((

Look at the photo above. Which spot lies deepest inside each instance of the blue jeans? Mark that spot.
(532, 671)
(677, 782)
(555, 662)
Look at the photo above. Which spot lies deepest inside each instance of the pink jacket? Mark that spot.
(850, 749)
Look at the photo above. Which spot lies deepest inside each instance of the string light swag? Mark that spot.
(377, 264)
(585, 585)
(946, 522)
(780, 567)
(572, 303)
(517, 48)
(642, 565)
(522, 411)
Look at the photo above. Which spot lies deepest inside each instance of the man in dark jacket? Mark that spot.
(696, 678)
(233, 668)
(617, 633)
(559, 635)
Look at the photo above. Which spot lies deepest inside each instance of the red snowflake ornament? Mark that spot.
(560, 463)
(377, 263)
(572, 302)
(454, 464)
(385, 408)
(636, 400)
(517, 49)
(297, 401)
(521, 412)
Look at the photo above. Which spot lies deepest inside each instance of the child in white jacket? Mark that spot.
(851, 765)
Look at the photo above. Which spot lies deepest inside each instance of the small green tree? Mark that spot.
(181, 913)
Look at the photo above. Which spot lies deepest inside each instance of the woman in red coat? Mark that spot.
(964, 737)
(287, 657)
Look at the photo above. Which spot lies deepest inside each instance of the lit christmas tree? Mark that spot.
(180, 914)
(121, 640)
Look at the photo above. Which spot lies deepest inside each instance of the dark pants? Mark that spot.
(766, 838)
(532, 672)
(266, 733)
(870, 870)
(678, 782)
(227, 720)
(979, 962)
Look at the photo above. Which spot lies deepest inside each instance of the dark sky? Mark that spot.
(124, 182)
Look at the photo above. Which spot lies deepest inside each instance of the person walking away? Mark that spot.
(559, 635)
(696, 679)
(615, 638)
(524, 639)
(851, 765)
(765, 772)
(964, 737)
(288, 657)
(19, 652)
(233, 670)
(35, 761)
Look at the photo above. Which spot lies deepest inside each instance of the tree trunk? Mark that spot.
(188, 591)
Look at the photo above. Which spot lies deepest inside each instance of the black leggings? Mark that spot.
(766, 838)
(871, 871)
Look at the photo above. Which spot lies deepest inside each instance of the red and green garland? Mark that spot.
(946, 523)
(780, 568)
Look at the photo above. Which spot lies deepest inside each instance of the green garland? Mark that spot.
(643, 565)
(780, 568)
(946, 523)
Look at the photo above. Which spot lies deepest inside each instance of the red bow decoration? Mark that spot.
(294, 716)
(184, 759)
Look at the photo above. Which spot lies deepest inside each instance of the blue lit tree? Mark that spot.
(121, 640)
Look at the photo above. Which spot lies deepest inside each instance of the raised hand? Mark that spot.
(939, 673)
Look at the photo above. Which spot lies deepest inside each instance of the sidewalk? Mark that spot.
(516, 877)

))
((

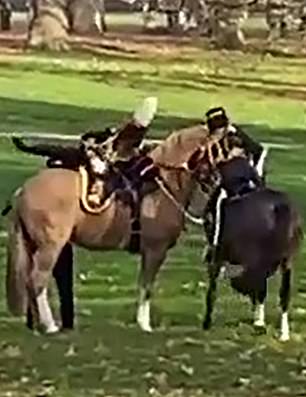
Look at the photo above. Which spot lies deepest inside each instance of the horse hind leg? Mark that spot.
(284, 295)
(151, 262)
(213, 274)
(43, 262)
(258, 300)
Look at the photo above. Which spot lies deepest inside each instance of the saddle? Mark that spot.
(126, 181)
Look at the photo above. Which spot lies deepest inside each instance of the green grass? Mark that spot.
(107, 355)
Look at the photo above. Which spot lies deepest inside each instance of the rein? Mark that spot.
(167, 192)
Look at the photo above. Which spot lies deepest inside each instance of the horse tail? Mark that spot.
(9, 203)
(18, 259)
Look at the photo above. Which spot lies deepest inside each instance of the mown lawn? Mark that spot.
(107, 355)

))

▶ [Task details] How many lines of the records contain the word "dark"? Reply with the number alone.

▶ [Solution to this problem] 3